TEXT =>
Although A-levels are essential to your Medicine application, they’re just one of the assessment components. Here are the other factors that can impact the outcome of your application!


While the specific weight given to GCSE results may vary among different medical schools, they are generally considered an important factor in assessing an applicant’s academic ability.

In case you miss out on achieving the required A-Level grades, strong GCSE results can still play a role in your application. While GCSEs alone may not be sufficient to compensate for lower A-Level grades, they can demonstrate a strong academic foundation and potential for success in medical studies.

You can learn about individual GCSE requirements here. 

Personal Statement

A well-written personal statement holds significant weight in the medical school admissions process. It allows applicants to showcase their motivation, passion, and suitability for a career in medicine.

Admissions committees look for personal statements that go beyond a mere list of achievements and grades – they want to learn more about your character, values, and experiences!

Work Experience

Work experience in the medical field is also highly valued by medical school admissions committees. Applicants can gain relevant work experience by shadowing doctors, volunteering in healthcare settings, or participating in medical research projects.

STUDY MATERIAL =>
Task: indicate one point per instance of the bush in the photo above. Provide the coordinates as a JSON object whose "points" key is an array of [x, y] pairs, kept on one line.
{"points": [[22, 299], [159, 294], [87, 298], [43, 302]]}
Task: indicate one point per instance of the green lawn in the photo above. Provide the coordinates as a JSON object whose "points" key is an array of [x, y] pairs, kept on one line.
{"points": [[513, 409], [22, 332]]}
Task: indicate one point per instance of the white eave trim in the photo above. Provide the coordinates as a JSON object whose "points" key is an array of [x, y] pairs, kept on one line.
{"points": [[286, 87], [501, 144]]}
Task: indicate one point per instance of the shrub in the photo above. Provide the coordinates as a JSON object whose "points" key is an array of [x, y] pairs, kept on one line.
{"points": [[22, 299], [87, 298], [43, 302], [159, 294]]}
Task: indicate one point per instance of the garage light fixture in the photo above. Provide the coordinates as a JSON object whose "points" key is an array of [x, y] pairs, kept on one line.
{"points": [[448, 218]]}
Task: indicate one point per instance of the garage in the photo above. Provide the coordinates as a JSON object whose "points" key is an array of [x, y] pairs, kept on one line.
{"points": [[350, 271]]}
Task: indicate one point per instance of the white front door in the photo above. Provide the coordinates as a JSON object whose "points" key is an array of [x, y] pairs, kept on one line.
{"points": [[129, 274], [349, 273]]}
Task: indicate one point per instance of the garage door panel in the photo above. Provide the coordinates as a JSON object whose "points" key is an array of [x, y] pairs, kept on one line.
---
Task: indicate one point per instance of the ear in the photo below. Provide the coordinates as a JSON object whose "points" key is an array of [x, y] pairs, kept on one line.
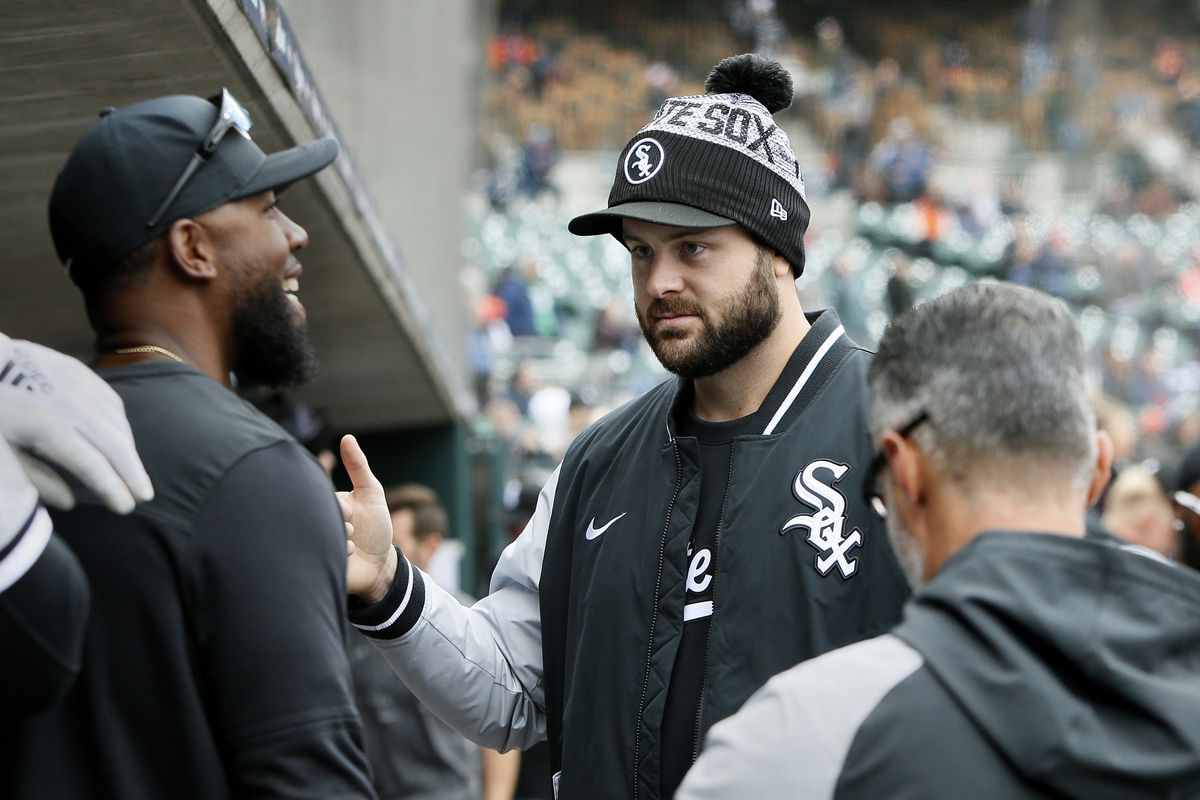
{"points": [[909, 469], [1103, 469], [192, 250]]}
--
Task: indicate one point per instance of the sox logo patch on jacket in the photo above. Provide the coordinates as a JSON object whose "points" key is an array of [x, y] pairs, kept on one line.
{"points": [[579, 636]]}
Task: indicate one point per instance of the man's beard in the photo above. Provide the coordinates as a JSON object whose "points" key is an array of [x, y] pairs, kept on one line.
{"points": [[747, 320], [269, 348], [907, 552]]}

ABOUT THIS TASK => From the text on Medicine applications, list every way it gives for applicants to gain relevant work experience.

EXERCISE OUTPUT =>
- Shadowing doctors
- Volunteering in healthcare settings
- Participating in medical research projects